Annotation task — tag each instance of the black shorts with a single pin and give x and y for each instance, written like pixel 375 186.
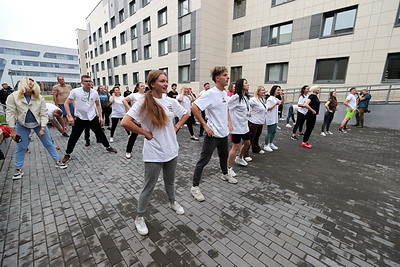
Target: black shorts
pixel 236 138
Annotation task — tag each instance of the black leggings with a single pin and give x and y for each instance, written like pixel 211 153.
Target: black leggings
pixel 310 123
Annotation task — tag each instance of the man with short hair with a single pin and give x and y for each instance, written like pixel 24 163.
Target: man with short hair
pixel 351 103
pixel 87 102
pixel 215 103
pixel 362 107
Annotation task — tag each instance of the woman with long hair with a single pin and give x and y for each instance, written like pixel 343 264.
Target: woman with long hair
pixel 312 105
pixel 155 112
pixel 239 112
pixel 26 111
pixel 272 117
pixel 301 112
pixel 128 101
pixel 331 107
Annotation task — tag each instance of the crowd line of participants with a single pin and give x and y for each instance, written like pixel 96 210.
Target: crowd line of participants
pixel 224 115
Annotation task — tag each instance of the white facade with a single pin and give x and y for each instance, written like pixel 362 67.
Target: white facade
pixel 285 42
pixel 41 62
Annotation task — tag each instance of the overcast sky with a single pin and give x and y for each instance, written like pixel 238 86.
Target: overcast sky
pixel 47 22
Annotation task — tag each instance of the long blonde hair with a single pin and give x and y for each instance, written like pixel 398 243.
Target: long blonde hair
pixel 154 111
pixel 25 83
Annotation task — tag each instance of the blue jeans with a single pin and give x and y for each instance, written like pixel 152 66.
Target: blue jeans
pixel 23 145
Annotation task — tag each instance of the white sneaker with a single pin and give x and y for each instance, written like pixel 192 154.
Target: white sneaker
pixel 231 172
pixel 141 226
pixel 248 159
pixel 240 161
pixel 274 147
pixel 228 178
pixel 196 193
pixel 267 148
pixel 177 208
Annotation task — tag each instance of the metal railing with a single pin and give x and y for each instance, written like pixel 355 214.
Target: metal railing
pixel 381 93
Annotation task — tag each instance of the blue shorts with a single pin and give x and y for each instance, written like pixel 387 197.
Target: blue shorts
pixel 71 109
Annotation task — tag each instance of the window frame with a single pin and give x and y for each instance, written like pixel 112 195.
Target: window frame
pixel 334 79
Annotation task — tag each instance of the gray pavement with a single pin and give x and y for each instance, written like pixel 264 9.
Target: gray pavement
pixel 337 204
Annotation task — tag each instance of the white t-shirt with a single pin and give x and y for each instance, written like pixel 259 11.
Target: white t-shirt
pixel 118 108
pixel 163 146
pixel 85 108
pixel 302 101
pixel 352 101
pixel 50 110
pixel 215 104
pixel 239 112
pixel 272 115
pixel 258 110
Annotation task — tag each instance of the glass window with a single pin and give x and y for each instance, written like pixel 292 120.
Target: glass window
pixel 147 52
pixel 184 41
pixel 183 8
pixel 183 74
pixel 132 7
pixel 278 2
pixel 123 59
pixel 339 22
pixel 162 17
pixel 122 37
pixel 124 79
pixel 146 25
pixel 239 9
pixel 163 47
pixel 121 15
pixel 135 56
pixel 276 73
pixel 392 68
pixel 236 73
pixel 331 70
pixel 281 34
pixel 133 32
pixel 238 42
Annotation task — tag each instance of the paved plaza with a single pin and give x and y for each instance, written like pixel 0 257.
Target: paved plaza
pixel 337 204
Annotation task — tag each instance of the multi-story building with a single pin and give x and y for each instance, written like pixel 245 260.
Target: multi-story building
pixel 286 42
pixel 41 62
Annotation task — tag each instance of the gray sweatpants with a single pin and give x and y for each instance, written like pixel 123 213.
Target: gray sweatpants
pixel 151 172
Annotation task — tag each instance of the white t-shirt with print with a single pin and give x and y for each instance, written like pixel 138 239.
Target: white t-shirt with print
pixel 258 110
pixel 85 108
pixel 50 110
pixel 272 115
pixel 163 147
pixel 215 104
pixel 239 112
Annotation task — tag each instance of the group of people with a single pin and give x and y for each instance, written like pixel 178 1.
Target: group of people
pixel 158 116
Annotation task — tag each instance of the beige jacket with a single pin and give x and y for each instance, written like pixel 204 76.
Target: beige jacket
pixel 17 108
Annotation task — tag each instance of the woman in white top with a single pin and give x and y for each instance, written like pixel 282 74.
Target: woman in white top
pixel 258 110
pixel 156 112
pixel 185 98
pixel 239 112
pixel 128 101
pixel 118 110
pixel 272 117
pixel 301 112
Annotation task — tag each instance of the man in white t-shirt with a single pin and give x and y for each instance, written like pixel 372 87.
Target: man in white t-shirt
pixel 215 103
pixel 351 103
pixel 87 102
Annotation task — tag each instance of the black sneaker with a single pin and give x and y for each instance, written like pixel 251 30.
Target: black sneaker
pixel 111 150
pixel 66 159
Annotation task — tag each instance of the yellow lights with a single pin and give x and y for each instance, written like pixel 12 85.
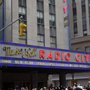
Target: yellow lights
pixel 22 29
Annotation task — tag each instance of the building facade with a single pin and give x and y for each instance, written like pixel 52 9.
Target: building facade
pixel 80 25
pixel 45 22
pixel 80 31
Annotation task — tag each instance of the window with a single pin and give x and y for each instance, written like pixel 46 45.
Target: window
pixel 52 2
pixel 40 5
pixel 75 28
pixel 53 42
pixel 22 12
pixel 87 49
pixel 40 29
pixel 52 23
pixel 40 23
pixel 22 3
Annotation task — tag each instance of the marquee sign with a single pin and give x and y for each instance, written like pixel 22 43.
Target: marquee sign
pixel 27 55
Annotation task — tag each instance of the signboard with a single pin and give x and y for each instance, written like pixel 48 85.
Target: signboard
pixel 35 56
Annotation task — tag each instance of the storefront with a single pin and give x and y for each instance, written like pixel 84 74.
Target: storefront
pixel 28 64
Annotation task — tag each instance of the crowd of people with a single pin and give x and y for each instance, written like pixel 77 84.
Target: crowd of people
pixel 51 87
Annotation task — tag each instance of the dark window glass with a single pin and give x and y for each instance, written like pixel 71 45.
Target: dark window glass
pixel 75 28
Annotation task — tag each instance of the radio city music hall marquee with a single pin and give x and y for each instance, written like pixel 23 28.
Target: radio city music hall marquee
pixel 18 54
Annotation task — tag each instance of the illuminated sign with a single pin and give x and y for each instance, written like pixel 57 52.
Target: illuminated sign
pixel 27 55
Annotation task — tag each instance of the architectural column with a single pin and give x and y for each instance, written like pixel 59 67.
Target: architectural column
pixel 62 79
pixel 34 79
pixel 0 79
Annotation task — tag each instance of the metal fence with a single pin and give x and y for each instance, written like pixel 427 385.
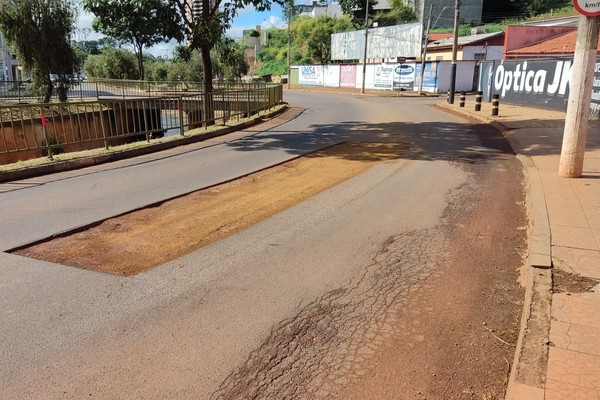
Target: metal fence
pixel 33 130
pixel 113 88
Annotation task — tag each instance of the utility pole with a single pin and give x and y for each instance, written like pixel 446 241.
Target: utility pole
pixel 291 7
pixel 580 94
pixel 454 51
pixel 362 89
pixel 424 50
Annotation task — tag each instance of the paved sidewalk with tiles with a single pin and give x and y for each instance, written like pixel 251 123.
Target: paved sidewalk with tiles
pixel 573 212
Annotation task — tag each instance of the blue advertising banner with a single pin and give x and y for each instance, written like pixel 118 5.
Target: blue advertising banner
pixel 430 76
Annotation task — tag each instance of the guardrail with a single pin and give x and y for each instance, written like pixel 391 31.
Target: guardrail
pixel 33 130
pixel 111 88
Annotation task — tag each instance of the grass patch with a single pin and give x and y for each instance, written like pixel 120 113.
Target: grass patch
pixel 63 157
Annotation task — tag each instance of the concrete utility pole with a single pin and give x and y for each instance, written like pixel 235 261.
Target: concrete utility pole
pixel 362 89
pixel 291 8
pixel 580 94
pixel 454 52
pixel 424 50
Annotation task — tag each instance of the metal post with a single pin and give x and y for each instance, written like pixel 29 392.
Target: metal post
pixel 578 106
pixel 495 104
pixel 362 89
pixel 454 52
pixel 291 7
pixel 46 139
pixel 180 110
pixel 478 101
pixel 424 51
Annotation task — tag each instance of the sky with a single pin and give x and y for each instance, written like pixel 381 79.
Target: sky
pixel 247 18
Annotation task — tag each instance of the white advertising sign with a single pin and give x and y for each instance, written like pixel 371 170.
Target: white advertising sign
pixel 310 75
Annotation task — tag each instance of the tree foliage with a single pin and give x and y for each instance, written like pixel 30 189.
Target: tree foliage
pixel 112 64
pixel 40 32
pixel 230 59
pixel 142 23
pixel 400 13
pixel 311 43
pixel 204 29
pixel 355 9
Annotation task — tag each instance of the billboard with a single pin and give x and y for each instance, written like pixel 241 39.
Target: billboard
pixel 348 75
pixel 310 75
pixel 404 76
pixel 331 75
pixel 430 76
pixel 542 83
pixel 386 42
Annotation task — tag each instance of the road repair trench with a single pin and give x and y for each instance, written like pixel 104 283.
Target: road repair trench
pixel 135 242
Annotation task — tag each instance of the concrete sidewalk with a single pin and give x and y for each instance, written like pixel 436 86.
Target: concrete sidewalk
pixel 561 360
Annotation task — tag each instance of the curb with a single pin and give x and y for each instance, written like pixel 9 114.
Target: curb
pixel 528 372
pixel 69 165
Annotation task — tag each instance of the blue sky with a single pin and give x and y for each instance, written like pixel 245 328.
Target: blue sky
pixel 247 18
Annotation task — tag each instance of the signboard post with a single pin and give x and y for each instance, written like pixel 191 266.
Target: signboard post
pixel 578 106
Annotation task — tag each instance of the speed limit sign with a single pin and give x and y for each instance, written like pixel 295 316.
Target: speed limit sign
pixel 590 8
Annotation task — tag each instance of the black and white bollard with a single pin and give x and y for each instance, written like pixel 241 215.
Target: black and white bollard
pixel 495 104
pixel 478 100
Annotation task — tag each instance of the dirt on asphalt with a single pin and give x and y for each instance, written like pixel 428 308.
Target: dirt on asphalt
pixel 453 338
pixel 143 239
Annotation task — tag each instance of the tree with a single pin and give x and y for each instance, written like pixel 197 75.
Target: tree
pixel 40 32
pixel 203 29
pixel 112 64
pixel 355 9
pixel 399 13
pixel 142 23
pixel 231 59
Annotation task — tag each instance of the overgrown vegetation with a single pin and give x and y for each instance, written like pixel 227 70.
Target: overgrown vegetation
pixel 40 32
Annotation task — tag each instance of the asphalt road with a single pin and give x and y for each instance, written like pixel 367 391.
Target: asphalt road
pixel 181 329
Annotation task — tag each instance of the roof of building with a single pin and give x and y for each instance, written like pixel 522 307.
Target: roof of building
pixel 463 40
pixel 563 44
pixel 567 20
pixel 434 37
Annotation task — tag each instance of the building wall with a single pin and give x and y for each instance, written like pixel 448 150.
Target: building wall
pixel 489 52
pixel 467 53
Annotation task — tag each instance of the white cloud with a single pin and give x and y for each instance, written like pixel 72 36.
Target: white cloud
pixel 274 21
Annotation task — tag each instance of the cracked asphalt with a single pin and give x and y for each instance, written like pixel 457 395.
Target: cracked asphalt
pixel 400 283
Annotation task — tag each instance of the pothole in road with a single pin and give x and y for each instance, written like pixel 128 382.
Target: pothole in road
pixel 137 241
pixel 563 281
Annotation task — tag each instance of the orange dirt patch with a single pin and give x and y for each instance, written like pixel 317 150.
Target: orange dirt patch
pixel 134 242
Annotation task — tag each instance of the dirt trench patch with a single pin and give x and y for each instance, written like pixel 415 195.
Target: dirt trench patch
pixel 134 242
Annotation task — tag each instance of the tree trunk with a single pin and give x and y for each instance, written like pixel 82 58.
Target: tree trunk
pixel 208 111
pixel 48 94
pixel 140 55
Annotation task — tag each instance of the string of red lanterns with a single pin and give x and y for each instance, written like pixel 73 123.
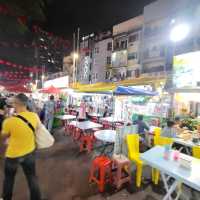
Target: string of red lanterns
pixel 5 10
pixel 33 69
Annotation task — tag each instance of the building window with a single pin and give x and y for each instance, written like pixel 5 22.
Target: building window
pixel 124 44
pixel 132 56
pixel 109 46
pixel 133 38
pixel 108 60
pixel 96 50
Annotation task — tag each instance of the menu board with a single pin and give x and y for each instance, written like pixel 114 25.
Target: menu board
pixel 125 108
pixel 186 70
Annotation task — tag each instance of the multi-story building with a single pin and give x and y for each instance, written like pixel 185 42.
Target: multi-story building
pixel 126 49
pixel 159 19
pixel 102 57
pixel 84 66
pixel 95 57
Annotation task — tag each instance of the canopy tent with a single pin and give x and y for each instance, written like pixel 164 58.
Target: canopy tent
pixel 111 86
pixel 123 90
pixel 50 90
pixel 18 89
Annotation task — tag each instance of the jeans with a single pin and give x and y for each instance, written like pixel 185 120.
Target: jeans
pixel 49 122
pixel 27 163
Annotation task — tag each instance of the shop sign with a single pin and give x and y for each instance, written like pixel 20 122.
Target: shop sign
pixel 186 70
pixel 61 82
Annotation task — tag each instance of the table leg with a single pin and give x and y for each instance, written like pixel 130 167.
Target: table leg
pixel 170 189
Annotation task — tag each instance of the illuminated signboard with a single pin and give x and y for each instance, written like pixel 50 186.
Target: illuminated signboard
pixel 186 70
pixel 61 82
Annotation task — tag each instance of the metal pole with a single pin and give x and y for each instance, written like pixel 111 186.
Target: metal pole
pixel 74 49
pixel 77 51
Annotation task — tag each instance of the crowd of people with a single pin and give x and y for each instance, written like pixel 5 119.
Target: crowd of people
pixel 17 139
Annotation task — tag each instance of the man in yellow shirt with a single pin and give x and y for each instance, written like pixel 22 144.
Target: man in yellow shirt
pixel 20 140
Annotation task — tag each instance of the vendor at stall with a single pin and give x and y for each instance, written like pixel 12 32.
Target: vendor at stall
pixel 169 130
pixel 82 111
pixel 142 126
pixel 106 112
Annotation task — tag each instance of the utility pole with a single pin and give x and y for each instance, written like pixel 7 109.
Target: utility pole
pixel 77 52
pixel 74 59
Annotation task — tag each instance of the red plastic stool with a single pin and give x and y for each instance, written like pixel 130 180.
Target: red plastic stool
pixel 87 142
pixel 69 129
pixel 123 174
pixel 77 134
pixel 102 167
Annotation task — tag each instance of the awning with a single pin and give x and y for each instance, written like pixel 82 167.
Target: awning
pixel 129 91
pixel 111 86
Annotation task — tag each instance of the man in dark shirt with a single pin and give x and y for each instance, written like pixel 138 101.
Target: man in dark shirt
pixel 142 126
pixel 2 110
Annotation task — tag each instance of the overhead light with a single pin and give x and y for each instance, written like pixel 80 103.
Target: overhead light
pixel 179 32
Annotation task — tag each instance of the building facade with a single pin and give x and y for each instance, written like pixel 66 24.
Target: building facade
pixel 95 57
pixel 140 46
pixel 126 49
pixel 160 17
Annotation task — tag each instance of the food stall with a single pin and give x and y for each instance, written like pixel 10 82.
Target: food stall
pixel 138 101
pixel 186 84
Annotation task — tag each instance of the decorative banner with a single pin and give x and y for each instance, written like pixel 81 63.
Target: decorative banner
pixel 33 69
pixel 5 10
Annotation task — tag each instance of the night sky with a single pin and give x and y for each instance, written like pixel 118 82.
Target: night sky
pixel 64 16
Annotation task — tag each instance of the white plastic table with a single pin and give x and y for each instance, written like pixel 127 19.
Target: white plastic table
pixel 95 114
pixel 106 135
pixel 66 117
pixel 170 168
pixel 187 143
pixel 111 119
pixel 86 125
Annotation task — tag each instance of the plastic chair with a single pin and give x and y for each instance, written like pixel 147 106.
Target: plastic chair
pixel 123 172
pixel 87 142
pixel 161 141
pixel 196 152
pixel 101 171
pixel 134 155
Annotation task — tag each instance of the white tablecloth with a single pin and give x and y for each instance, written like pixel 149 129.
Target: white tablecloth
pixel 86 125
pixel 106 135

* [THE PROBLEM]
Could you repeat the lines above word for word, from the line containing "Annotation task — tag each instance of the building window" to the line containing "pixel 96 50", including both of those lines?

* [TASK RESULT]
Annotation task — tag each instance of the building window with a single pin and give x and y for each instance, written like pixel 5 22.
Target: building window
pixel 124 44
pixel 132 56
pixel 109 46
pixel 133 38
pixel 108 60
pixel 96 50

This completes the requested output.